Items from a data source:
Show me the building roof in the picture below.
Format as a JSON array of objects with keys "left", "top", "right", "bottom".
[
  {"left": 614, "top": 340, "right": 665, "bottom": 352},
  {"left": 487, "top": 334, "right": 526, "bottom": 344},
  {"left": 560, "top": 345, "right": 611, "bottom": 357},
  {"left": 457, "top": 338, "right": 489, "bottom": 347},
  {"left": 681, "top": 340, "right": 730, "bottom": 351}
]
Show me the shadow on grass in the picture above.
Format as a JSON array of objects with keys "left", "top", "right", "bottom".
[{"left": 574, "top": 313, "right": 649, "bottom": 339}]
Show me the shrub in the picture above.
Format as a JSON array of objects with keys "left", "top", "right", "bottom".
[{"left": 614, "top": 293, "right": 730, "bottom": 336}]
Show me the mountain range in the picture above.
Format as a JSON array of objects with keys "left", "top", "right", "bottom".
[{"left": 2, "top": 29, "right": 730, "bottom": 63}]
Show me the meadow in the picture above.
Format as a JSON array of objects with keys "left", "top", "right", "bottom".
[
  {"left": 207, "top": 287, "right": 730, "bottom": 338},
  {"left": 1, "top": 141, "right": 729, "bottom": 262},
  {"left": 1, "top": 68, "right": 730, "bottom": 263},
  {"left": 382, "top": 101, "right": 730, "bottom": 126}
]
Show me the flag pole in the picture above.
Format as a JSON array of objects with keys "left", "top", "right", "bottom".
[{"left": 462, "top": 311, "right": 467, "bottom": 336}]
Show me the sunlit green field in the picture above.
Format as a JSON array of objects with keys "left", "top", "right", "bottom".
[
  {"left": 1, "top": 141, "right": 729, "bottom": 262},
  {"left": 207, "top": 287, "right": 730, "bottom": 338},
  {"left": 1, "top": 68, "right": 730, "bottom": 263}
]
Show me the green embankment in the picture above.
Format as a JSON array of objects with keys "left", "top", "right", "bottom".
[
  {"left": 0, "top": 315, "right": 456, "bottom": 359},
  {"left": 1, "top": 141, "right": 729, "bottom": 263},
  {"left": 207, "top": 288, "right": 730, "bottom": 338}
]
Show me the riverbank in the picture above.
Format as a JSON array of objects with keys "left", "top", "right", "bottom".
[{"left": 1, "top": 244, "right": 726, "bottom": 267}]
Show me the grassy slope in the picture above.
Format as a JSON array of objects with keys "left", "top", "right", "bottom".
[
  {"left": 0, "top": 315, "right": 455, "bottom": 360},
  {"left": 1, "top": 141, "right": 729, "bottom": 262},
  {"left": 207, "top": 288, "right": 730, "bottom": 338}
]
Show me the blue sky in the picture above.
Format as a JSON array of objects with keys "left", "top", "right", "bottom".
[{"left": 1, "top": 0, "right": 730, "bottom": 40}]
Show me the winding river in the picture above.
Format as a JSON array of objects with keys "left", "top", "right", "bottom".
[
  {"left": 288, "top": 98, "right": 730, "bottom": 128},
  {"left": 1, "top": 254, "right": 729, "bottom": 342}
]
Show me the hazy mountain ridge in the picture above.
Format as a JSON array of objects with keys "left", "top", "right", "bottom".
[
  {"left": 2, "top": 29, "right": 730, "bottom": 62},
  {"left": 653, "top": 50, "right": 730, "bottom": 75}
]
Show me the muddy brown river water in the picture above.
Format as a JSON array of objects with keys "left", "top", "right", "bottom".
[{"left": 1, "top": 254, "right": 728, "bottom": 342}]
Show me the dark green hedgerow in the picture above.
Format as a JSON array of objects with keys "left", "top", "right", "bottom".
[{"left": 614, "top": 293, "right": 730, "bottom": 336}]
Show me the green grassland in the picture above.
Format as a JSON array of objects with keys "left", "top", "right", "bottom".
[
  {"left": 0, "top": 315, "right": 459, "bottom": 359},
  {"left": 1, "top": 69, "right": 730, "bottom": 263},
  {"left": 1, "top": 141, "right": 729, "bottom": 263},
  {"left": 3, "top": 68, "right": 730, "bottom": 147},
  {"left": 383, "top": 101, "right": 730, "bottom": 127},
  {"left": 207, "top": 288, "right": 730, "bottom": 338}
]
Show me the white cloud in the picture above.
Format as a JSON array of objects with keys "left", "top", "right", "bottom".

Task goal:
Repeat word for word the lines above that run from the line containing "Show me the mountain" through the line containing "Show me the meadow in the picture above.", both ends included, and nothing else.

Result:
Show me the mountain range in the picture above.
Format as a JSON array of objects with keys "left", "top", "right", "bottom".
[{"left": 2, "top": 29, "right": 730, "bottom": 63}]
Show me the meadow in the picture above.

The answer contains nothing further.